--- start of Excerpted data ---

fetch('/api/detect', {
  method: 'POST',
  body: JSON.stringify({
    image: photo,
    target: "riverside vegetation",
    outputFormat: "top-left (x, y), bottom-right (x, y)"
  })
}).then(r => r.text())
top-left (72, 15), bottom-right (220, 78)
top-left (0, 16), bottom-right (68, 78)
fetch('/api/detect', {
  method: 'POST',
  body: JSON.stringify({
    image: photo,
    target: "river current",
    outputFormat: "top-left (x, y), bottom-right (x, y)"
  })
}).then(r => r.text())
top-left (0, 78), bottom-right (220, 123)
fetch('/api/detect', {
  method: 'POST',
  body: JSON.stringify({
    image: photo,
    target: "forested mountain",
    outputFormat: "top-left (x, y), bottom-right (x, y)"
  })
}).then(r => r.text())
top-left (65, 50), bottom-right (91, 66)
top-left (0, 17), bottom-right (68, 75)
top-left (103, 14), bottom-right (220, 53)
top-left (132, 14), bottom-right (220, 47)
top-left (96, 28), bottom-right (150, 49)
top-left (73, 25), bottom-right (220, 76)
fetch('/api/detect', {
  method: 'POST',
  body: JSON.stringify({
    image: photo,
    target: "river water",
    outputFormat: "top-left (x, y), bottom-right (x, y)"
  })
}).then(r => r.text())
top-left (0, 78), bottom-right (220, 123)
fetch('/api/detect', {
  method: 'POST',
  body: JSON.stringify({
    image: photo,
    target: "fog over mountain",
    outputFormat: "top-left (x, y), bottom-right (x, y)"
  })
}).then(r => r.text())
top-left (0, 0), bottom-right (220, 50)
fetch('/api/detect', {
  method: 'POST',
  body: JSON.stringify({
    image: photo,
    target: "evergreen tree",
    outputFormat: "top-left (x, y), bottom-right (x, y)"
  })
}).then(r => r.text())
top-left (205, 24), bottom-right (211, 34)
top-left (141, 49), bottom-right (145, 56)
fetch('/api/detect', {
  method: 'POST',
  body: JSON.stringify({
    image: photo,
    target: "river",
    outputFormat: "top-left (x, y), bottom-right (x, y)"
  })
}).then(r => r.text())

--- end of Excerpted data ---

Work instructions:
Please write out every one of the rows above, word for word and in the same order, changing nothing.

The solution:
fetch('/api/detect', {
  method: 'POST',
  body: JSON.stringify({
    image: photo,
    target: "riverside vegetation",
    outputFormat: "top-left (x, y), bottom-right (x, y)"
  })
}).then(r => r.text())
top-left (72, 15), bottom-right (220, 78)
top-left (0, 16), bottom-right (68, 78)
fetch('/api/detect', {
  method: 'POST',
  body: JSON.stringify({
    image: photo,
    target: "river current",
    outputFormat: "top-left (x, y), bottom-right (x, y)"
  })
}).then(r => r.text())
top-left (0, 78), bottom-right (220, 123)
fetch('/api/detect', {
  method: 'POST',
  body: JSON.stringify({
    image: photo,
    target: "forested mountain",
    outputFormat: "top-left (x, y), bottom-right (x, y)"
  })
}).then(r => r.text())
top-left (65, 50), bottom-right (91, 66)
top-left (0, 17), bottom-right (68, 75)
top-left (103, 14), bottom-right (220, 53)
top-left (132, 14), bottom-right (220, 47)
top-left (96, 28), bottom-right (150, 49)
top-left (73, 25), bottom-right (220, 76)
fetch('/api/detect', {
  method: 'POST',
  body: JSON.stringify({
    image: photo,
    target: "river water",
    outputFormat: "top-left (x, y), bottom-right (x, y)"
  })
}).then(r => r.text())
top-left (0, 78), bottom-right (220, 123)
fetch('/api/detect', {
  method: 'POST',
  body: JSON.stringify({
    image: photo,
    target: "fog over mountain",
    outputFormat: "top-left (x, y), bottom-right (x, y)"
  })
}).then(r => r.text())
top-left (0, 0), bottom-right (220, 50)
fetch('/api/detect', {
  method: 'POST',
  body: JSON.stringify({
    image: photo,
    target: "evergreen tree",
    outputFormat: "top-left (x, y), bottom-right (x, y)"
  })
}).then(r => r.text())
top-left (205, 24), bottom-right (211, 34)
top-left (141, 49), bottom-right (145, 56)
fetch('/api/detect', {
  method: 'POST',
  body: JSON.stringify({
    image: photo,
    target: "river",
    outputFormat: "top-left (x, y), bottom-right (x, y)"
  })
}).then(r => r.text())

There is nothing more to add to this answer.